To fabricate the first HOE 404, an arrangement that similar to that shown in FIG. 4 may be used. Referring to FIG. 9, there is schematically shown an arrangement for fabricating a holographic optical element in accordance with the disclosure. This comprises: a coherent infrared laser (ideally of 850 nm wavelength); a beamsplitter 908; a mirror 907; a first pinhole mask to form a first point light source 901; a second pinhole mask to form a second point light source 906; a collimating lens 905 to form a collimated light beam 904; a spherical mirror 902; and a photosensitive material 903. A coherent laser light source from the laser 909 is split into two by the beamsplitter 908. A first portion of the split light is directed to the first pinhole mask for form the first point light source 901 (object beam), which is directed onto one side of the photosensitive material 903 via the spherical mirror 902. The collimated beam (reference beam) 904 is generated by the pinhole mask to form second point light source 906 that diverges the laser onto the collimating lens 905. The reference beam 904 is then directed onto the other side of the photosensitive material 903 to record a hologram in reflection geometry. The spherical mirror 902 need not be the exact same mirror as to be used during replay, as long as it has the same focal length as the spherical mirror 403 used in replay.


The angle of the reference beam 904 to the surface normal of the photosensitive material 903 (which will thereby fabricate HOE 404) is preferably around 45 degrees. This provides for a suitable eyebox size of approximately 25 mm to 35 mm (as shown with reference to FIG. 4). The diffraction angle is desirably large enough (for example, at least or greater than 30 degrees) such that any specular reflections from the surface are separated from the diffracted light and hence not in the line of sight of the user. If the diffraction angle is too large (typically at least or greater than 60 degrees), then the eyebox size may be reduced. In addition, as the off axis diffraction angle increases, the chromatic dispersion is increased and compensation for it can be more difficult.

====

**Task list:**
A: In the passage on fabricating the holographic optical element, what angle between the reference beam and the surface normal of the photosensitive material is preferred?
B: Translate this sentence from the passage on fabricating the holographic optical element into Spanish: "The reference beam 904 is then directed onto the other side of the photosensitive material 903 to record a hologram in reflection geometry."
C: Extend the passage on fabricating the holographic optical element, picking up right after its final sentence.

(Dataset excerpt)
====

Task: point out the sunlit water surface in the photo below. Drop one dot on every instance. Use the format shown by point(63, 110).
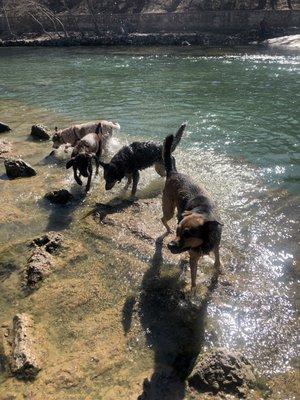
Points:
point(241, 144)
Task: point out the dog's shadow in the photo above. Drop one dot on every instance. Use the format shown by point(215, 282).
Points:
point(115, 205)
point(174, 328)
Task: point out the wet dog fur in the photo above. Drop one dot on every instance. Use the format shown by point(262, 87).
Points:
point(199, 228)
point(135, 157)
point(89, 148)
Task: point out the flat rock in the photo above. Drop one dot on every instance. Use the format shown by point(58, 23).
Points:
point(17, 168)
point(51, 242)
point(40, 132)
point(4, 128)
point(222, 371)
point(61, 196)
point(19, 348)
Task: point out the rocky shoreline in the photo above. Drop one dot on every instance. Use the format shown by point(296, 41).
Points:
point(136, 39)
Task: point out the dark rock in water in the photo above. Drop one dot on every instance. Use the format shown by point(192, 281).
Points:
point(61, 196)
point(40, 265)
point(223, 371)
point(19, 348)
point(17, 168)
point(4, 128)
point(39, 132)
point(51, 242)
point(5, 148)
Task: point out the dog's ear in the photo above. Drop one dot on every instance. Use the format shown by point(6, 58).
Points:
point(70, 163)
point(103, 165)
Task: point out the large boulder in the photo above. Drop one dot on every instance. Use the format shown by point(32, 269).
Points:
point(40, 265)
point(51, 242)
point(61, 196)
point(222, 371)
point(4, 128)
point(39, 132)
point(19, 348)
point(17, 168)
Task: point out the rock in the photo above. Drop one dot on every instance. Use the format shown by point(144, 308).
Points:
point(222, 371)
point(40, 264)
point(61, 196)
point(51, 242)
point(4, 128)
point(39, 132)
point(17, 168)
point(5, 148)
point(19, 348)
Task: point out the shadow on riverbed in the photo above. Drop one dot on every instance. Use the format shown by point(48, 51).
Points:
point(174, 327)
point(116, 205)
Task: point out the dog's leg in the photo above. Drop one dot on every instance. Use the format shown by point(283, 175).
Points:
point(194, 258)
point(160, 169)
point(168, 208)
point(129, 181)
point(135, 179)
point(217, 263)
point(76, 177)
point(90, 171)
point(97, 158)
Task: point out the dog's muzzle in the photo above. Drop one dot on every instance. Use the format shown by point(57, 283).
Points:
point(109, 185)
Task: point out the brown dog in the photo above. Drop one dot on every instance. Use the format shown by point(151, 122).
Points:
point(88, 148)
point(199, 229)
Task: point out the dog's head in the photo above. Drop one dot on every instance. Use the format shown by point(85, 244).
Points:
point(193, 232)
point(81, 162)
point(56, 139)
point(112, 175)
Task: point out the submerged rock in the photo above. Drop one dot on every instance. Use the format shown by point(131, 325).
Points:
point(61, 196)
point(4, 128)
point(17, 168)
point(40, 265)
point(223, 371)
point(5, 148)
point(39, 132)
point(51, 242)
point(19, 348)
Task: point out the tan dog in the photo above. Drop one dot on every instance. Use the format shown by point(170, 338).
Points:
point(71, 135)
point(198, 230)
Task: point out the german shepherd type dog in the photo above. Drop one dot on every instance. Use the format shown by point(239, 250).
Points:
point(135, 157)
point(89, 148)
point(199, 228)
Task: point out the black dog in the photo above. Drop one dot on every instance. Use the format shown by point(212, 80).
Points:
point(135, 157)
point(89, 148)
point(199, 228)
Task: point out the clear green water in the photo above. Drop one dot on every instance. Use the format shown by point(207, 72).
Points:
point(242, 144)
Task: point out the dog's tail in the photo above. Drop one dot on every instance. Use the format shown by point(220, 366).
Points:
point(99, 129)
point(167, 155)
point(178, 136)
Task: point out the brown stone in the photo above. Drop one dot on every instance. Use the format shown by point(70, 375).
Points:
point(19, 348)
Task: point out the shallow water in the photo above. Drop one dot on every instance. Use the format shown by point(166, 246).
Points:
point(242, 144)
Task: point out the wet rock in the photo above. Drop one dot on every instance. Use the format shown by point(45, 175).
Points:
point(223, 371)
point(4, 128)
point(40, 264)
point(19, 348)
point(51, 242)
point(61, 196)
point(39, 132)
point(17, 168)
point(5, 149)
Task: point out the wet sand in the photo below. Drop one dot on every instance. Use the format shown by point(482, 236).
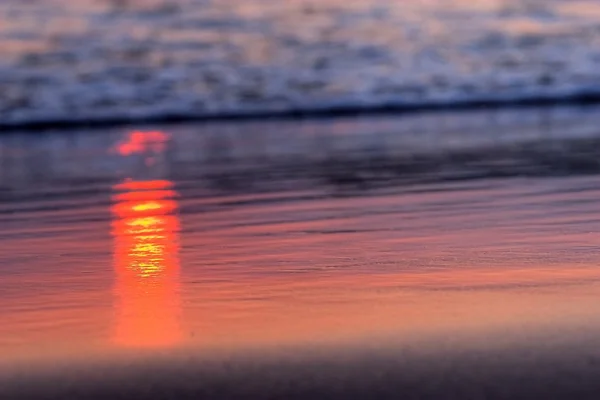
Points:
point(155, 269)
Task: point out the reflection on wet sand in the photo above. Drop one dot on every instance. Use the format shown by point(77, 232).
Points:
point(145, 231)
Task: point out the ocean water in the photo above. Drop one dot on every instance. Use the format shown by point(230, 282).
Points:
point(444, 256)
point(103, 59)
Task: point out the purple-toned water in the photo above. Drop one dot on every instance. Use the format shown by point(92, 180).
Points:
point(61, 59)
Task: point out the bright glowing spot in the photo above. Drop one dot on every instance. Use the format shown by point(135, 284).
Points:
point(139, 142)
point(146, 229)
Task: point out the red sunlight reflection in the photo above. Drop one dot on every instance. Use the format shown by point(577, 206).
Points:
point(140, 142)
point(145, 229)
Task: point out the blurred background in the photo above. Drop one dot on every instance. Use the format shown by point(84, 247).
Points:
point(299, 199)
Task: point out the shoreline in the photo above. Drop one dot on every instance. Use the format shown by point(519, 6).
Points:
point(582, 99)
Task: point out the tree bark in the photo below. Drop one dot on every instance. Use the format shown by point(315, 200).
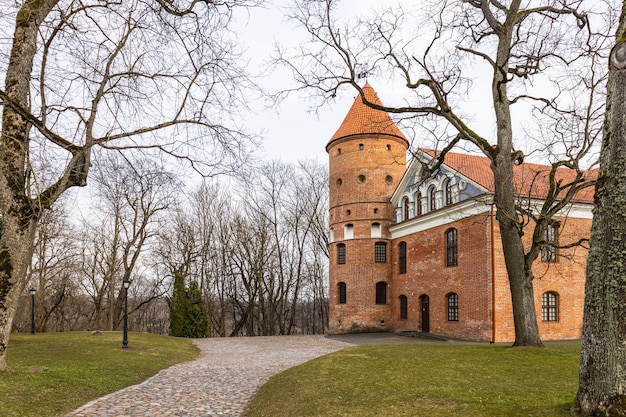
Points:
point(602, 382)
point(19, 213)
point(520, 280)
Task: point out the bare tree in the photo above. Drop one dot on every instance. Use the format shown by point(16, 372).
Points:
point(541, 57)
point(603, 353)
point(153, 75)
point(131, 198)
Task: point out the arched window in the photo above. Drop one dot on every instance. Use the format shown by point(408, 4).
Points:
point(380, 252)
point(432, 198)
point(448, 192)
point(341, 289)
point(341, 254)
point(405, 208)
point(348, 231)
point(453, 306)
point(550, 306)
point(452, 247)
point(402, 258)
point(376, 230)
point(548, 251)
point(404, 307)
point(381, 292)
point(418, 204)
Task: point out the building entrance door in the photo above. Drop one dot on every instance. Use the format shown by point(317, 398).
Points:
point(425, 304)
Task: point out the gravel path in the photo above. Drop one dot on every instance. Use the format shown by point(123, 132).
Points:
point(219, 383)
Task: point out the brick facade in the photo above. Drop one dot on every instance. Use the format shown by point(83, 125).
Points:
point(470, 300)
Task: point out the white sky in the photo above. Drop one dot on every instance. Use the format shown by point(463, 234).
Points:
point(292, 131)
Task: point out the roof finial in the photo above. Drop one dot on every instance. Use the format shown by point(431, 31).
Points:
point(363, 73)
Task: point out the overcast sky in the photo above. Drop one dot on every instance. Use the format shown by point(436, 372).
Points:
point(292, 131)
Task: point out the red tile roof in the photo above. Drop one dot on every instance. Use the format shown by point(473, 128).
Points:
point(362, 119)
point(530, 180)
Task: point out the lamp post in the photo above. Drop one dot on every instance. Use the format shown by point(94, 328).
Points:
point(32, 310)
point(126, 284)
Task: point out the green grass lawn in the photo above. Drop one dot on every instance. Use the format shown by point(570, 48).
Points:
point(427, 380)
point(55, 373)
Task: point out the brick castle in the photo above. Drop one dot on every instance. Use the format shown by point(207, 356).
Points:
point(413, 255)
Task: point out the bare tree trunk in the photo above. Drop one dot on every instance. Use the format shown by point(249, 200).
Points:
point(520, 283)
point(602, 386)
point(19, 213)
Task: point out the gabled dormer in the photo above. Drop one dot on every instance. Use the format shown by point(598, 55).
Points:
point(420, 193)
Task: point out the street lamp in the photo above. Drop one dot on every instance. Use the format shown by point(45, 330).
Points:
point(32, 310)
point(126, 284)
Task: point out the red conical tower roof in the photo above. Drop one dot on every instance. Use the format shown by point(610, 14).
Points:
point(362, 119)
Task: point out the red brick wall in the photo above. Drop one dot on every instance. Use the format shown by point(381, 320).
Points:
point(427, 273)
point(480, 279)
point(566, 277)
point(360, 203)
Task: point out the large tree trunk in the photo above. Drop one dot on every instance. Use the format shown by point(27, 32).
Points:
point(520, 282)
point(19, 213)
point(602, 386)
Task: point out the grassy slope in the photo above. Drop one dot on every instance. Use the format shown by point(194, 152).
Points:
point(55, 373)
point(427, 380)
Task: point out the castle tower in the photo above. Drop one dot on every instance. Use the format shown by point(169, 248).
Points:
point(367, 158)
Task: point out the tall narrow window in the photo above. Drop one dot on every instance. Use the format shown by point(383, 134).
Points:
point(341, 289)
point(402, 258)
point(380, 252)
point(405, 208)
point(376, 230)
point(452, 247)
point(550, 306)
point(341, 254)
point(418, 204)
point(432, 198)
point(404, 307)
point(448, 191)
point(453, 307)
point(348, 231)
point(381, 292)
point(548, 251)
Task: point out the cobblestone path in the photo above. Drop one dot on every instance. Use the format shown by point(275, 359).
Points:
point(219, 383)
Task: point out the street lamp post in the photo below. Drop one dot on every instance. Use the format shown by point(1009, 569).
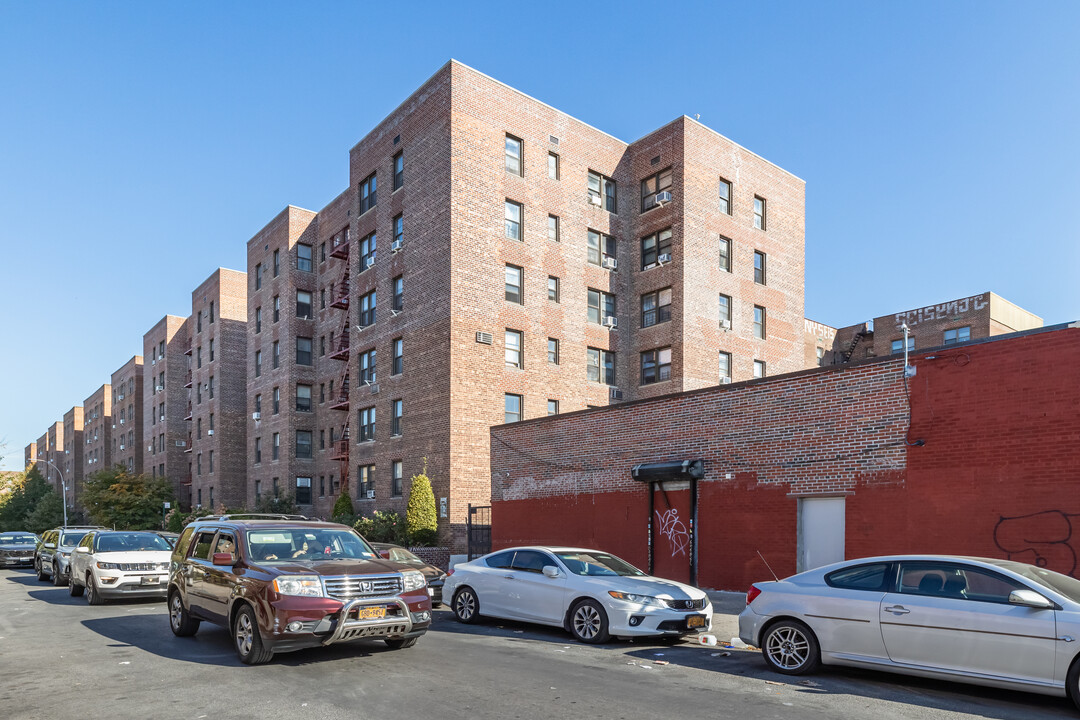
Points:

====

**The replies:**
A: Around 45 degrees.

B: El haz de referencia 904 se dirige luego hacia el otro lado del material fotosensible 903 para grabar un holograma en geometría de reflexión.

C:
The second HOE 405 can be fabricated as a reflection hologram using two collimated beams as is known to those skilled in the art. Ideally, the first HOE 404 and the second HOE 405 use the same angle of reference beam, so the grating spacing is identical (lines/mm) at the centre of both elements. The second HOE 405 can also have a reticle image holographically recorded into it to provide the reticle (for instance, a crosshairs) rather than a red dot. However, this is more expensive to fabricate than a linear grating.


The first HOE 404 and the second HOE 405 are designed so that together they correct for chromatic dispersion. This may be, for example, as discussed with reference to US-2020/0011638 and the same technique may be employed here. With a single diffraction grating (the first HOE 404), each wavelength is diffracted a different angle. Therefore, the light spreads out and may blur the image. Instead, another equal and opposite diffraction grating (the second HOE 406) is used to diffract the light back to keep the original angles. This may compensate for chromatic dispersion caused by the first diffraction grating and is similar to a waveguide with a symmetrical incoupler and outcoupler. The resultant zero chromatic dispersion (or achromatic property) is only strictly true at the centre of the second HOE 405, as the grating structure within the aberration compensating element (the first HOE 404) will not be strictly linear and symmetrical to the second diffractive element (second HOE 405). However, the property will largely apply over a small field of view, which should be true for most (if not all) practical cases.


In another generalised aspect (which may be combined with any other aspects or features described herein), there may be considered a method for manufacturing a holographic optical element for use in a holographic reticle device. The method comprises: splitting a coherent beam of laser light into a reference beam and an object beam; directing the reference beam to a first side of a planar photosensitive material; and directing the object beam to a collimator, such that an output surface of the collimator redirects the object beam to a second side of the planar photosensitive material, opposite the first side, so as to record a hologram on the photosensitive material. A normal to the planar photosensitive material is tilted with respect to a normal to a centre of the output surface of the collimator, for example as discussed above with reference to the holographic optical system. The method of manufacturing may be extended to include one or more steps for providing and/or configuring any other elements of the holographic optical system as herein disclosed, for instance to result in a method of manufacturing a holographic optical system accordingly.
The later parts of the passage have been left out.